Your task is to copy the lines of the data below from the line holding "Where can the grey" through the line holding "Target: race number bib", inclusive, exactly and with nothing added.

Records supplied:
--- --- ---

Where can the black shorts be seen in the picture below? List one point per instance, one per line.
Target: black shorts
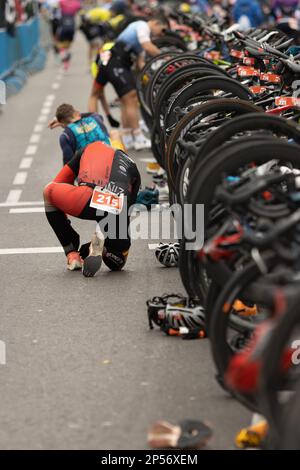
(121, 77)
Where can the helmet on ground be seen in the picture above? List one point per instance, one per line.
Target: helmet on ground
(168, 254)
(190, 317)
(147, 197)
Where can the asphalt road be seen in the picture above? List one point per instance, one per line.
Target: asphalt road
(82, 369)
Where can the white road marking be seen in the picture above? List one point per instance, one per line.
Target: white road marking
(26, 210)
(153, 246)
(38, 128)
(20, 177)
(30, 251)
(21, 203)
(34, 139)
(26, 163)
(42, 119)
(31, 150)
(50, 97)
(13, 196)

--- --- ---

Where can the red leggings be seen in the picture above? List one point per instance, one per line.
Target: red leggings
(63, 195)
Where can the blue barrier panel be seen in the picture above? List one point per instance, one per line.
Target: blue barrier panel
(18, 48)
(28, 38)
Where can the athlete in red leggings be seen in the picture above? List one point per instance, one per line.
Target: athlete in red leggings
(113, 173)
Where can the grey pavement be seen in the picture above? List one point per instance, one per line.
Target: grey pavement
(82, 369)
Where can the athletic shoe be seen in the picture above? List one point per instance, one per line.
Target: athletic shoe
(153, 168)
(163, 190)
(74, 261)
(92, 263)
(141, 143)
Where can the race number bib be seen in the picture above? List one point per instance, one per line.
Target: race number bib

--- --- ---

Written reply:
Where can the grey pavement be seen in the picture above? List one point per instance, one per line.
Target: grey pavement
(82, 369)
Where can the athletic shoe be seen in the picture above? List one point per instance, one per line.
Target: athletic shoe
(153, 168)
(163, 190)
(74, 261)
(92, 263)
(141, 143)
Where can the race number bib be seen in the picture above? List one point per instance, one per line.
Target: race number bib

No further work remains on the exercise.